_Problem description:_ Starting at the line with "drop a point: the dark car hood in foreground" and going on through the line with "drop a point: the black alloy wheel", reproduce each line in the records below exactly and nothing more.
######
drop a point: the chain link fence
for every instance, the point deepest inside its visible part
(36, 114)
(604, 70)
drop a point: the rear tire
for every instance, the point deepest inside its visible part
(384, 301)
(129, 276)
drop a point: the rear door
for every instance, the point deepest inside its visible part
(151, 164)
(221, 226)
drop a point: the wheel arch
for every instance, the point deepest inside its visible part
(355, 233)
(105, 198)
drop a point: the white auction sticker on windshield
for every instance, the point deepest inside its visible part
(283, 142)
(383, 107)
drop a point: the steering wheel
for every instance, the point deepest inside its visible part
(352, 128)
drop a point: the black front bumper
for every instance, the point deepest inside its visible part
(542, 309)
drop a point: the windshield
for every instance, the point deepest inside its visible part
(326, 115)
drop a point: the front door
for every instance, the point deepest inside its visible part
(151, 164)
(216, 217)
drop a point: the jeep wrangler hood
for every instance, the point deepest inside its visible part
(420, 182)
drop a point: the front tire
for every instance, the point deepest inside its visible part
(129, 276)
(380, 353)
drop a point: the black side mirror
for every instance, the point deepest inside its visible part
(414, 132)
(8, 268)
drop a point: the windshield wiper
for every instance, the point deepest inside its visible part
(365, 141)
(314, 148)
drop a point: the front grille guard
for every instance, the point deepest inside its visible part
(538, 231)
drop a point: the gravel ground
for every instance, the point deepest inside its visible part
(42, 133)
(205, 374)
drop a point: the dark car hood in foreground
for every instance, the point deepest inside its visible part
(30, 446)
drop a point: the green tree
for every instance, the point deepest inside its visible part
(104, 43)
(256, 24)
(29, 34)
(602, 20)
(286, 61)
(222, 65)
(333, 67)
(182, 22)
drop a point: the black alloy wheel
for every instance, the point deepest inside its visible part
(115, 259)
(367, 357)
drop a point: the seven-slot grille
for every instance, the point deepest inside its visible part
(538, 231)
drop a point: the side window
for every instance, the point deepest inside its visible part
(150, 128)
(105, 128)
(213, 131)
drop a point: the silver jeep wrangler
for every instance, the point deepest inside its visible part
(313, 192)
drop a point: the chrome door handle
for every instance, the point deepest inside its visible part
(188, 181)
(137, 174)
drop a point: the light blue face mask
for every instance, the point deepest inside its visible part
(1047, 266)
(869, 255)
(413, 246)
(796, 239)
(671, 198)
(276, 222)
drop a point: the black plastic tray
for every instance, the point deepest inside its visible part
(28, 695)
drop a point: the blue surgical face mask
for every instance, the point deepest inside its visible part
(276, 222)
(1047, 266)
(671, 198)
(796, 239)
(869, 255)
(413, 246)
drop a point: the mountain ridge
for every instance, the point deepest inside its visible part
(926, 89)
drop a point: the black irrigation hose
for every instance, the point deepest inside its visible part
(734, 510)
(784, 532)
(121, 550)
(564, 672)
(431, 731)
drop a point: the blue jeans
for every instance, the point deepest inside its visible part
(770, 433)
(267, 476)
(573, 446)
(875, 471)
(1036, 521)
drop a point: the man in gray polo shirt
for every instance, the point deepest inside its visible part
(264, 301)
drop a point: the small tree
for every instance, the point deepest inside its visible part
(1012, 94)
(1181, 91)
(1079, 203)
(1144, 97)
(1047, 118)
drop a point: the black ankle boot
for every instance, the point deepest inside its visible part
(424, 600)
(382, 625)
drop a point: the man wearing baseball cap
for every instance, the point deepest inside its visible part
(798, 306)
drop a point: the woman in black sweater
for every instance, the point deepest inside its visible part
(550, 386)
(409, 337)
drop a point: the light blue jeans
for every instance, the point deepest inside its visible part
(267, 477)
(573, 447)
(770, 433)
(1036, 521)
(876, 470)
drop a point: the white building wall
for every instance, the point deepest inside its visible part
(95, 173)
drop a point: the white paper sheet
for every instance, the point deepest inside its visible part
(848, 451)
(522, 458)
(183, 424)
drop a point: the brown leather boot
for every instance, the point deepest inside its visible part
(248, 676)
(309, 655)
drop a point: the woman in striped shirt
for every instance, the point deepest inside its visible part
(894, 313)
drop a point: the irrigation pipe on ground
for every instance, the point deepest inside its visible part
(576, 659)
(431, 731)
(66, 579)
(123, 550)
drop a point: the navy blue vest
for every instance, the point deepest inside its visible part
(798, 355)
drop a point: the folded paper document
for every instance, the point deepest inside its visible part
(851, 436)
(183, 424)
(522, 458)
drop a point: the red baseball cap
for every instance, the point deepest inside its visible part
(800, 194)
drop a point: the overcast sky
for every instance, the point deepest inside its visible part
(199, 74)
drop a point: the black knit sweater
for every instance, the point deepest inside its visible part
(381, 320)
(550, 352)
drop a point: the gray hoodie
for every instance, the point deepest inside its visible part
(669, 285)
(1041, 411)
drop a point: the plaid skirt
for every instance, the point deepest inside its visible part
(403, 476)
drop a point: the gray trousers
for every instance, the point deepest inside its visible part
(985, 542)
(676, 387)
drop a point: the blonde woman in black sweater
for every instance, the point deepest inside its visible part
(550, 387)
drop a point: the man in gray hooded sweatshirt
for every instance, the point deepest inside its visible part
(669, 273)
######
_Answer:_
drop a point: the dark car hood in foreground
for every instance, the point deepest inside its visible part
(30, 446)
drop a point: the green tree
for every instance, the point deepest inside its visible part
(104, 43)
(256, 24)
(29, 34)
(602, 20)
(286, 61)
(222, 65)
(333, 67)
(182, 22)
drop a point: the black alloy wheel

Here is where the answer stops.